Texte extrait:
┄┄┄┄┄┄

94La description fine de l’activité de démaillage a rendu visible une sur-sollicitation articulaire possible. Celle-ci pourrait en partie expliquer le pourcentage élevé des TMS identifiés pour les membres supérieurs (Monnin, & Brunet, 2021). Une étude supplémentaire pourrait être conduite pour approfondir cette question et proposer des recommandations ciblées pour la conception du FPB en vue de diminuer les effets délétères de l’activité de démaillage sur la santé des pêcheurs.

95Quelques observables, comme l’écrasement de certaines captures et la casse volontaire du filet lors du démaillage, invitent à réfléchir au sens que les matelots portent à leur travail. Par exemple, l’écrasement des captures avec un marteau pour ramollir les étoiles de mer avant de les démailler, ou l’arrachement des pattes de crustacés pour faciliter et accélérer le démaillage pose la question du respect du vivant et des conséquences éthiques vécues par les travailleurs. Ainsi la casse du filet pourrait être induite à la fois par la recherche de performance (gain de temps, faciliter le démaillage) et par le rapport au vivant entretenu par les pêcheurs (souffrance éthique, préserver les captures). Il serait pertinent de prendre en compte la souffrance éthique des pêcheurs et les stratégies de défense mobilisées pour y faire face (Porcher, 2010), d’autant que les affects peuvent orienter et impacter l’action (Cahour, & Lancry, 2011).

┄┄┄┄┄┄

Jeu d'enregistrements:
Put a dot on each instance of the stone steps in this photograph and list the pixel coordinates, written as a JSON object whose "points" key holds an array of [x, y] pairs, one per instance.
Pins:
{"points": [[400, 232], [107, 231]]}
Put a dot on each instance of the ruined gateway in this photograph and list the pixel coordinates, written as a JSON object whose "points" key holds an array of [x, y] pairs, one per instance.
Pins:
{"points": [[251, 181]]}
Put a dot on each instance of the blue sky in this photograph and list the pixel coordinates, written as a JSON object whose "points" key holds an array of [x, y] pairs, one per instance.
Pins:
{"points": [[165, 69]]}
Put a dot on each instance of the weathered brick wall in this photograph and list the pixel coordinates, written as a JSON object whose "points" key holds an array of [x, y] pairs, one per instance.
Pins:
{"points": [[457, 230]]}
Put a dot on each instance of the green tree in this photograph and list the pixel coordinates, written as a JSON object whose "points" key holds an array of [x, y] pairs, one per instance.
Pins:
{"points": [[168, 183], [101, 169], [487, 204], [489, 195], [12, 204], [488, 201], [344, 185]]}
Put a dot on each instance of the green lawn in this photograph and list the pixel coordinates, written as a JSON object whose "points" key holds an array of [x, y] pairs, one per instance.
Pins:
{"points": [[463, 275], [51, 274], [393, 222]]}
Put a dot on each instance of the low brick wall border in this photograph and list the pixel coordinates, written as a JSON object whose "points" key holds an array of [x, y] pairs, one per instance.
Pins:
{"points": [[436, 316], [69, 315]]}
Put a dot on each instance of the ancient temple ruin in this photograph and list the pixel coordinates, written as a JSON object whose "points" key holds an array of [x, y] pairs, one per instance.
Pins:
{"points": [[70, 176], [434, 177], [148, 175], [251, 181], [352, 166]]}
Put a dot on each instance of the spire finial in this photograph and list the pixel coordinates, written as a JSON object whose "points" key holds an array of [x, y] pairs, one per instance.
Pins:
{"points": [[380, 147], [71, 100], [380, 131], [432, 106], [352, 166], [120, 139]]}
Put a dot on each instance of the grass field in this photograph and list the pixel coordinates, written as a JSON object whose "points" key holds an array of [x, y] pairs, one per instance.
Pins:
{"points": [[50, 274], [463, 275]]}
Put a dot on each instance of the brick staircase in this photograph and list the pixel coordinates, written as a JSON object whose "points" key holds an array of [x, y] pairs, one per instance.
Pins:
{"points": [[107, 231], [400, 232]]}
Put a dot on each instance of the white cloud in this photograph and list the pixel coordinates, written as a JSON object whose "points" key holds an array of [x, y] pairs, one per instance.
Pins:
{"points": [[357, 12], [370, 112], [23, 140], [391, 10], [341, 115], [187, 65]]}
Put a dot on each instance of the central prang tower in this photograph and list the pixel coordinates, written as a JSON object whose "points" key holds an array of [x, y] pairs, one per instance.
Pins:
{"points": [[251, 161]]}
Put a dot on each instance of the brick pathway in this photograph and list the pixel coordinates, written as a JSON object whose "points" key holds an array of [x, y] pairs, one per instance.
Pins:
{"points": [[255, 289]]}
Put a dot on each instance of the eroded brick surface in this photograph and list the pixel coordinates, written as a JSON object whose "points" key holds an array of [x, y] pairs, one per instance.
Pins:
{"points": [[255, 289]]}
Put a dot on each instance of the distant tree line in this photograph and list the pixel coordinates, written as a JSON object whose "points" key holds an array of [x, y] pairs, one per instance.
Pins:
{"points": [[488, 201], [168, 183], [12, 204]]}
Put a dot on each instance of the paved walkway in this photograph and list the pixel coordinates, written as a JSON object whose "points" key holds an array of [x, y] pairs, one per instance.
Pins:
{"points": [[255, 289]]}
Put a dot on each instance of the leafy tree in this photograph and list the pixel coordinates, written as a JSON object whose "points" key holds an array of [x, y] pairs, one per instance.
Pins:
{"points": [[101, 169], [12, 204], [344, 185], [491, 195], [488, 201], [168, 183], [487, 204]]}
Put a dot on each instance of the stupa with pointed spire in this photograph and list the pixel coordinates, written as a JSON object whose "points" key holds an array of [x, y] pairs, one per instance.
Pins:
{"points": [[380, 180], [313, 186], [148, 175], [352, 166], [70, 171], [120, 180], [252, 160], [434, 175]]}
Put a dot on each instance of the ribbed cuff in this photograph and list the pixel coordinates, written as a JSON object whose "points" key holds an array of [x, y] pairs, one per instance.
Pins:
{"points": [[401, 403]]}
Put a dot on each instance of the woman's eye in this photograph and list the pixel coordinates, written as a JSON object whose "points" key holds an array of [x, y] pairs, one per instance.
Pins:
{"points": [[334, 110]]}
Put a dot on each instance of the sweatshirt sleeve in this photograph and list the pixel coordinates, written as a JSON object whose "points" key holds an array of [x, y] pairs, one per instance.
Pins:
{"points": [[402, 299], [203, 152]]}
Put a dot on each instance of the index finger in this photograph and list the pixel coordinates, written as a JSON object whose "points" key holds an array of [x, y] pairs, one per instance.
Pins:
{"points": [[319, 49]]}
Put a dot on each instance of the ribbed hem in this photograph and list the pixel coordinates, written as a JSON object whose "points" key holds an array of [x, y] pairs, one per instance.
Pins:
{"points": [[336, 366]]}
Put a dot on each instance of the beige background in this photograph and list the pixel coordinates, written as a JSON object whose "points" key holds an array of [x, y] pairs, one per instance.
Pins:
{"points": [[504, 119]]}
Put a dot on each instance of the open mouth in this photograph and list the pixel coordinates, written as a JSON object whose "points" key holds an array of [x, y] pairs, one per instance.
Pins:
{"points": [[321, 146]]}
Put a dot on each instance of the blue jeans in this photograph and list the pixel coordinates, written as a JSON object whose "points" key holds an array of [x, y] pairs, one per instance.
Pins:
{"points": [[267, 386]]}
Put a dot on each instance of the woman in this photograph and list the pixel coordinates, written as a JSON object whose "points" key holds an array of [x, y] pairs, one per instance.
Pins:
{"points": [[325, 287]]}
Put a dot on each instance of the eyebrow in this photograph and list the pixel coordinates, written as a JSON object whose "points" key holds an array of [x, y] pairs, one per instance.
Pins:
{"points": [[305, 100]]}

┄┄┄┄┄┄

Consigne: D'après le texte sur le démaillage, avec quel outil les matelots écrasent-ils les étoiles de mer avant de les démailler ? Les enregistrements ne servent à rien ici.

Réponse: Avec un marteau, pour les ramollir.